# Vorliegender Text
====
Feuilleton  DER TAGESSPIEGEL / Seite 15  DIENSTAG, 28. SEPTEMBER 1993/ Nr.14690
 

Geld und Glück wie Hund und Katz
Peter Hacks zu DDR-Zeiten erfolgreich, zieht sich in eine Nische zurück: ,, Der Geldgott" nach Aristophanes am Theater Greifswald uraufgeführt
 

Eine neue Komödie von Peter Hacks im alten Stil: Der Geldgott nach Aristophanes. Die Uraufführung am Theater Greifswald fand in Abwesenheit des Autors statt. Seinen Segen hatte er Ihr im voraus gegeben und eine Beschwörung dazu: Gott bewahre die Weil vor Stücken, die nur aufs hauptstädtische Staatstheater passen. Er möchte solche nicht geschrieben haben. Die andere Möglichkeit, daß seine Lustspiele nur noch in Vorpommern laufen, läßt er offen. Seit dem Ende der DDR betrachtet er sich als verbannt und verboten. Wahr ist, daß Berlin ihn boykottiert. Weder das Deutsche Theater noch das Maxim-Gorki-Theater stehen zu ihrer Hacks-Tradition. Der Kassenmagnet kam zum alten Eisen, ein Opfer der verwandelten Zeit. Von ihr handelt "Der Geldgott", anberaumt auf dem Lande nahe der Kapitale am grünen Rand der Metropole Athen.
====
# Ziel der Aufgabe
Entnimm dem Artikel über die Greifswalder Uraufführung wörtlich alles von „Eine neue Komödie“ bis hinunter zu „der Metropole Athen.“.

# Bereitgestellte Daten
====
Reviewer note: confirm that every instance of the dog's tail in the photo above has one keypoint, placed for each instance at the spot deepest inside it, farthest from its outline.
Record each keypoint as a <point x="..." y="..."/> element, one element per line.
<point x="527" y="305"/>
====
# Lösung
Eine neue Komödie von Peter Hacks im alten Stil: Der Geldgott nach Aristophanes. Die Uraufführung am Theater Greifswald fand in Abwesenheit des Autors statt. Seinen Segen hatte er Ihr im voraus gegeben und eine Beschwörung dazu: Gott bewahre die Weil vor Stücken, die nur aufs hauptstädtische Staatstheater passen. Er möchte solche nicht geschrieben haben. Die andere Möglichkeit, daß seine Lustspiele nur noch in Vorpommern laufen, läßt er offen. Seit dem Ende der DDR betrachtet er sich als verbannt und verboten. Wahr ist, daß Berlin ihn boykottiert. Weder das Deutsche Theater noch das Maxim-Gorki-Theater stehen zu ihrer Hacks-Tradition. Der Kassenmagnet kam zum alten Eisen, ein Opfer der verwandelten Zeit. Von ihr handelt "Der Geldgott", anberaumt auf dem Lande nahe der Kapitale am grünen Rand der Metropole Athen.